# START OF Data listing

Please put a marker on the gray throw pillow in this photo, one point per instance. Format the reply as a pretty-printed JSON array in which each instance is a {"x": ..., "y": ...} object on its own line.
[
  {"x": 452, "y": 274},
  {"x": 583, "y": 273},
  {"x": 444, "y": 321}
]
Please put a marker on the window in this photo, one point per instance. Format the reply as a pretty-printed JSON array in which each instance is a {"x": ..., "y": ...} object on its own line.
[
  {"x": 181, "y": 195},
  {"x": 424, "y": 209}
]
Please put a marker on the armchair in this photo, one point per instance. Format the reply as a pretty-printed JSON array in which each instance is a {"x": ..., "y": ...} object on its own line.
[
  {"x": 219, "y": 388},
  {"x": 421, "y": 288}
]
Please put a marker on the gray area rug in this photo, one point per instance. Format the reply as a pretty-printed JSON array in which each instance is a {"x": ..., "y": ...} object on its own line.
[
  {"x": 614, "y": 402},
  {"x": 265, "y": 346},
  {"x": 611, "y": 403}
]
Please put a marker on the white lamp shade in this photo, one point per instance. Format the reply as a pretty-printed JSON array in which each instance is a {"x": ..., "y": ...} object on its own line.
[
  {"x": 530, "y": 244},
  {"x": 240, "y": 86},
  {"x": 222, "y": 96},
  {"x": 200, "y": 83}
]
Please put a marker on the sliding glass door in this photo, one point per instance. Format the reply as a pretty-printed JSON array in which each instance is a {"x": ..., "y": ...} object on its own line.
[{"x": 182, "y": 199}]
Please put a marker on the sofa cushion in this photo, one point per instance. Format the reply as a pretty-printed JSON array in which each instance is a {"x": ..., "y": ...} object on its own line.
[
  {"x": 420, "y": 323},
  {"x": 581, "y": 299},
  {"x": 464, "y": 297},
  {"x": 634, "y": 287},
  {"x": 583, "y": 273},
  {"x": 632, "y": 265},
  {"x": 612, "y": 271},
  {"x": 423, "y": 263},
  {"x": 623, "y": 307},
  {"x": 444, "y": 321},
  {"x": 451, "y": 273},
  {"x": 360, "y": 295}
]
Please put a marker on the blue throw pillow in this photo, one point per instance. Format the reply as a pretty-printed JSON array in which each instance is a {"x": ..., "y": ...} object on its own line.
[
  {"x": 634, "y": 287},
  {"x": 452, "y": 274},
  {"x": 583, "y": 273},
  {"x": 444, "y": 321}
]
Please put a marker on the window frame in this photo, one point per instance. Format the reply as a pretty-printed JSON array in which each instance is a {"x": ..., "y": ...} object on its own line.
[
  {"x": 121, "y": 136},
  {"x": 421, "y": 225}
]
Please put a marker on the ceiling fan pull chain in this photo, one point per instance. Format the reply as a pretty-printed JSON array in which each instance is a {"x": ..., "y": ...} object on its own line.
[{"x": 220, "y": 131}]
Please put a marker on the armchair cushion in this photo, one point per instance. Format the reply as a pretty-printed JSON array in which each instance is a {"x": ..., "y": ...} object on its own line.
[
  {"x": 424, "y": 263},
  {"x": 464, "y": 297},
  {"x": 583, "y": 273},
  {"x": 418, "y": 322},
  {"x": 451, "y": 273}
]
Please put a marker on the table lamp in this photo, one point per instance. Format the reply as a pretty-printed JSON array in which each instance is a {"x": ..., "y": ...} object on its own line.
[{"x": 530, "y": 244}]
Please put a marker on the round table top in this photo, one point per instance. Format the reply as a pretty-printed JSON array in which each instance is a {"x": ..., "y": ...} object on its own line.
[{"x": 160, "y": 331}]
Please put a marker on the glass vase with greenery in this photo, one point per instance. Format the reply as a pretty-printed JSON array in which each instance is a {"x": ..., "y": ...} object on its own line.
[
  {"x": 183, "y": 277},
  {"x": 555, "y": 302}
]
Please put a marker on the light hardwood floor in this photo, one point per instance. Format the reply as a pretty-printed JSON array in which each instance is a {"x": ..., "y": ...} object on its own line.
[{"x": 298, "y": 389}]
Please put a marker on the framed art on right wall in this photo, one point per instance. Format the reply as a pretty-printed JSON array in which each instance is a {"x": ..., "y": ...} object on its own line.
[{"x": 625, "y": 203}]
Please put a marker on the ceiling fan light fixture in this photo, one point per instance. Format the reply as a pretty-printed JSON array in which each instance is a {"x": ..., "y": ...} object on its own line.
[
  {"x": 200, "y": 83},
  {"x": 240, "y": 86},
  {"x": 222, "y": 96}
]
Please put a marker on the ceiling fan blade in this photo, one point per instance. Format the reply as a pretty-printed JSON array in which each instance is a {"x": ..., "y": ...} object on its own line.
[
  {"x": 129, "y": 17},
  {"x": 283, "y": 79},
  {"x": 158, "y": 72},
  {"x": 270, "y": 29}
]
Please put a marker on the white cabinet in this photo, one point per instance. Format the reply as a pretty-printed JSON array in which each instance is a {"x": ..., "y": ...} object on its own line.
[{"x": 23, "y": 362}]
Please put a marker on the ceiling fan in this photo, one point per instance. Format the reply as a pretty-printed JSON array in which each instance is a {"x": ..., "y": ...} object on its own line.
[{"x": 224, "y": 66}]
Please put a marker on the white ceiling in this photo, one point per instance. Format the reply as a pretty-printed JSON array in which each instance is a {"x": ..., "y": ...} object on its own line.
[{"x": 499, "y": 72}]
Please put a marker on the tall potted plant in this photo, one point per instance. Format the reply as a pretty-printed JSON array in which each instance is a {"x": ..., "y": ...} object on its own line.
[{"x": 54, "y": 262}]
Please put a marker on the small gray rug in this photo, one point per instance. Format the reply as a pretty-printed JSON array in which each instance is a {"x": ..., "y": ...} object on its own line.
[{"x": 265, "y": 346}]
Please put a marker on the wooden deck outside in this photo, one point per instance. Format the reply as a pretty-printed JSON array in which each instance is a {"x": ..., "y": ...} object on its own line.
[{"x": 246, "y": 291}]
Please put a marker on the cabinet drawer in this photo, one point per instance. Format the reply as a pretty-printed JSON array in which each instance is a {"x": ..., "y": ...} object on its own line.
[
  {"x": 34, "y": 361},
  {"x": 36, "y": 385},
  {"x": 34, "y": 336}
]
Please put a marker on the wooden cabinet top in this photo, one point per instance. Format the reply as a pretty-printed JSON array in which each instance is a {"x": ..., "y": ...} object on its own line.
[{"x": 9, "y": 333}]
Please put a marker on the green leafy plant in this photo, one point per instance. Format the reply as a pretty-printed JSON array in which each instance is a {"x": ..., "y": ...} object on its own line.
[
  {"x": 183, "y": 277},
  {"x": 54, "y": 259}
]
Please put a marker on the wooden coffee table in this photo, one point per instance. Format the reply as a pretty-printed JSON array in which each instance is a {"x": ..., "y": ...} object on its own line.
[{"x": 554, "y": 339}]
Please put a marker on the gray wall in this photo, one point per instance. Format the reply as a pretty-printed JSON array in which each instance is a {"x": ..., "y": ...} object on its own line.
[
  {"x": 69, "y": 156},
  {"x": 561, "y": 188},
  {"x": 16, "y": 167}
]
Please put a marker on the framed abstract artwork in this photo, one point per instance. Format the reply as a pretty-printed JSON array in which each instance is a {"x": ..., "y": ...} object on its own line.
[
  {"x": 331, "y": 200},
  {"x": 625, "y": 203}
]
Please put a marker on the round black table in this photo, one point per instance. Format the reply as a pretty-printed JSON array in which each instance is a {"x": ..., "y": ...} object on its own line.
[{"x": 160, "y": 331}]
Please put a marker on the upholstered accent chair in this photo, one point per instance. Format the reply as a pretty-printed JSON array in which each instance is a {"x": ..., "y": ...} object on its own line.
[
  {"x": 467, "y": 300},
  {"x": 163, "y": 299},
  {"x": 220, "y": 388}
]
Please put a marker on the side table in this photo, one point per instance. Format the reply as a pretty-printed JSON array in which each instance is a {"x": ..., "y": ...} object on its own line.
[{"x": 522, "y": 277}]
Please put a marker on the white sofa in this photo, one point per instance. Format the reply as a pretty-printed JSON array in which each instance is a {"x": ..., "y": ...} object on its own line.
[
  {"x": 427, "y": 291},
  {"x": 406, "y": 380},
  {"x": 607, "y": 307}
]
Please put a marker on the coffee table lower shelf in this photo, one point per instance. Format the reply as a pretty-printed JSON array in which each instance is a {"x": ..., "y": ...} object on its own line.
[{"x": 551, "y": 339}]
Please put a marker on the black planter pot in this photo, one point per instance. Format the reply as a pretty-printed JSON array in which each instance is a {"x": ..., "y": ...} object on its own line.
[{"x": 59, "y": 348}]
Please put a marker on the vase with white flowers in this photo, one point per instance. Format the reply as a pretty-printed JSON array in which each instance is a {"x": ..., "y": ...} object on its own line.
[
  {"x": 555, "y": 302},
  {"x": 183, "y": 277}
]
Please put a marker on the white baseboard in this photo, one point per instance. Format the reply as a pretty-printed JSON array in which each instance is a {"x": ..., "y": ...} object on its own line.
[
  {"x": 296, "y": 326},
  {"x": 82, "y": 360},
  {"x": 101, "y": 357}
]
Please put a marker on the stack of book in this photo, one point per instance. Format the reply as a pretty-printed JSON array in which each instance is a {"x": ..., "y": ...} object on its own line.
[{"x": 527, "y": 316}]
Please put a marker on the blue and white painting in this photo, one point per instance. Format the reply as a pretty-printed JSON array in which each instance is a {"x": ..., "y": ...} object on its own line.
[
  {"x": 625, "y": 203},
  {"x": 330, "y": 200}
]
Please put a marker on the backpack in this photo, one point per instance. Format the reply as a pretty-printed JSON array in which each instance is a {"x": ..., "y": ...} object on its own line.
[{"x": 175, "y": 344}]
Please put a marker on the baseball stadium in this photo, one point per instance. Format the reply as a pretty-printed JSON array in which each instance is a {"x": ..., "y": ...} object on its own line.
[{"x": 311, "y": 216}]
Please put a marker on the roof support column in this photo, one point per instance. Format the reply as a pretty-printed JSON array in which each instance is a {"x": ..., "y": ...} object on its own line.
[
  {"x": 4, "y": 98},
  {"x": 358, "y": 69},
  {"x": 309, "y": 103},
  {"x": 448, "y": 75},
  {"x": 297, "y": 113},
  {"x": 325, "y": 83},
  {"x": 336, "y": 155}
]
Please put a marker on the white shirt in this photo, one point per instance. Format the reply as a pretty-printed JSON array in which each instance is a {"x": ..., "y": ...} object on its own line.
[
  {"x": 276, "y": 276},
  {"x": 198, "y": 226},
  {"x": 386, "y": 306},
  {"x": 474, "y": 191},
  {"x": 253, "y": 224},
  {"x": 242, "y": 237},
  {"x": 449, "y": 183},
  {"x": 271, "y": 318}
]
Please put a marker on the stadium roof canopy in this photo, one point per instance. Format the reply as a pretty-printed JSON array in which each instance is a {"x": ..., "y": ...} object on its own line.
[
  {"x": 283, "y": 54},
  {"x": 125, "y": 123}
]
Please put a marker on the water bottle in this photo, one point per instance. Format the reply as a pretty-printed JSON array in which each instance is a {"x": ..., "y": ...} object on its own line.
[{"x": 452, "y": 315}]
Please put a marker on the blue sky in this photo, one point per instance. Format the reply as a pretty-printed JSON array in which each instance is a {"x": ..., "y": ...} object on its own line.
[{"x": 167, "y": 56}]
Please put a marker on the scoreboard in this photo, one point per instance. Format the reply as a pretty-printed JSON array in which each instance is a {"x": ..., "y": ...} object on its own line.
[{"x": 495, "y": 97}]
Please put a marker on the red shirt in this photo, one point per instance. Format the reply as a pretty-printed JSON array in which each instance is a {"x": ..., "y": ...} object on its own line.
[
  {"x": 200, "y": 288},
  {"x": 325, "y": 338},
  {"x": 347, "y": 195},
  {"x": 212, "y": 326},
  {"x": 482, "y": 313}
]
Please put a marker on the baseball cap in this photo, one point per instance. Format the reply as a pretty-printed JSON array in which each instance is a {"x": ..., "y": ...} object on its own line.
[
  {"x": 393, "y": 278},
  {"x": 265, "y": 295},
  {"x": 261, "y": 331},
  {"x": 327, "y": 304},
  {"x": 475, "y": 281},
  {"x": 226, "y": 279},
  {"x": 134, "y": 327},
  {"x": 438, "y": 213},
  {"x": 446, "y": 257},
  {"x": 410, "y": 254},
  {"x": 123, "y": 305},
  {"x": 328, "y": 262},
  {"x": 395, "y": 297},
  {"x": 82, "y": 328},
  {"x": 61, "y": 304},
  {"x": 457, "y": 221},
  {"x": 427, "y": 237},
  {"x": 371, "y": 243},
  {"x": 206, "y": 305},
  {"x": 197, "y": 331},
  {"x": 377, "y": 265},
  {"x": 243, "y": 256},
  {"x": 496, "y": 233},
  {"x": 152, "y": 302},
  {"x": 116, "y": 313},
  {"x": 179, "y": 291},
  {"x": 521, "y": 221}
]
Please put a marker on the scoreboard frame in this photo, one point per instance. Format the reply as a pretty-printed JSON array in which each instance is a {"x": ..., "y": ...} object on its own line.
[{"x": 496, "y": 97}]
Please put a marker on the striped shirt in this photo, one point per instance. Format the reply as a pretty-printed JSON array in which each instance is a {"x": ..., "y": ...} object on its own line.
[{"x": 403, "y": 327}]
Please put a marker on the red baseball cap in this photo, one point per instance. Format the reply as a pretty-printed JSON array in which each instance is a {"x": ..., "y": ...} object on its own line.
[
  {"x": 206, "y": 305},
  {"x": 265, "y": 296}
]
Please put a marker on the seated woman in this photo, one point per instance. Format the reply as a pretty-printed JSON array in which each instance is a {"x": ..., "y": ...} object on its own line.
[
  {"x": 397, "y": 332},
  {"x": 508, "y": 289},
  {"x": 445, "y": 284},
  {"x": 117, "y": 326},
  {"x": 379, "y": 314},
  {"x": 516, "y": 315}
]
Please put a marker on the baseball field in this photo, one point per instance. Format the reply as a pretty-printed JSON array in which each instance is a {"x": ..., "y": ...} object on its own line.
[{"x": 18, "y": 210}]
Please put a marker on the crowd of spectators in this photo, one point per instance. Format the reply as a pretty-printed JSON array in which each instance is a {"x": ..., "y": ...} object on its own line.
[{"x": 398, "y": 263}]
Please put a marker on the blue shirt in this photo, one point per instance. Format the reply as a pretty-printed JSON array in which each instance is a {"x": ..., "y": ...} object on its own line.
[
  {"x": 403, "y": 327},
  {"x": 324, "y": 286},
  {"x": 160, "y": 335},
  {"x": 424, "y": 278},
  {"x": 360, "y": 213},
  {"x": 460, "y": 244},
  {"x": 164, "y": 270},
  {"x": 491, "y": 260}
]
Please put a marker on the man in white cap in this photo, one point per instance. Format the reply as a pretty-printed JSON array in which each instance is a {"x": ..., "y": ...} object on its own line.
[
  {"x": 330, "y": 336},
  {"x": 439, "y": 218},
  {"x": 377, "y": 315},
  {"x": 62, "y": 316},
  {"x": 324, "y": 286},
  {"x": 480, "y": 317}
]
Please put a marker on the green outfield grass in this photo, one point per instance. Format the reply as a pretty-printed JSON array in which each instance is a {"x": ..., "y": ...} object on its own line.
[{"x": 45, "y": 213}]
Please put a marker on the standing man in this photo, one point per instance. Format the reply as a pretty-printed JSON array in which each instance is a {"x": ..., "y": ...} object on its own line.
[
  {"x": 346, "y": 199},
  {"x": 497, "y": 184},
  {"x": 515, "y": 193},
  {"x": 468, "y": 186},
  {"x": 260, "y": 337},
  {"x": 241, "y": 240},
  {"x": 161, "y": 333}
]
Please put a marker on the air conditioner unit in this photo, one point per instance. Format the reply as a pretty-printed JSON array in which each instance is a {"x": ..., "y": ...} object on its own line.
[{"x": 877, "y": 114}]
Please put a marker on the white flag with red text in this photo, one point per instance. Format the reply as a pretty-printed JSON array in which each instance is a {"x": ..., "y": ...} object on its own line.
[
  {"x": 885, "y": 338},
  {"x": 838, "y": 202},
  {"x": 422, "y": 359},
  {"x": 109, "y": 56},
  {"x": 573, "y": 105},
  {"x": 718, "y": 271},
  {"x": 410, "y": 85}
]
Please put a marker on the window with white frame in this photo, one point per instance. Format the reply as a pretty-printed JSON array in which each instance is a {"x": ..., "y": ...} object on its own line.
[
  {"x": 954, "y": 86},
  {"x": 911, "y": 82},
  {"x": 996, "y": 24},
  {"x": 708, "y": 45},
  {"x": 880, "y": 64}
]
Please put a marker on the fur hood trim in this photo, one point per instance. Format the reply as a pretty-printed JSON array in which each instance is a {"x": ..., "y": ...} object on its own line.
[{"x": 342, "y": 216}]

# END OF Data listing

# [Your goal]
Return, word for word, every line from the line with "Please put a marker on the window with" to the final line of the data.

# [Output of the task]
Please put a marker on the window with white frame in this photo, one point per instance. Format the reply as a pretty-printed JSON array in which each instance is a {"x": ..., "y": ...} object on its own line.
[
  {"x": 954, "y": 86},
  {"x": 911, "y": 82},
  {"x": 996, "y": 24},
  {"x": 708, "y": 45},
  {"x": 880, "y": 64}
]
Please put a marker on the fur hood trim in this photo, one point per instance. Format the reply as a pretty-printed JSON array in which each instance is a {"x": ..., "y": ...} object on its own line.
[{"x": 342, "y": 216}]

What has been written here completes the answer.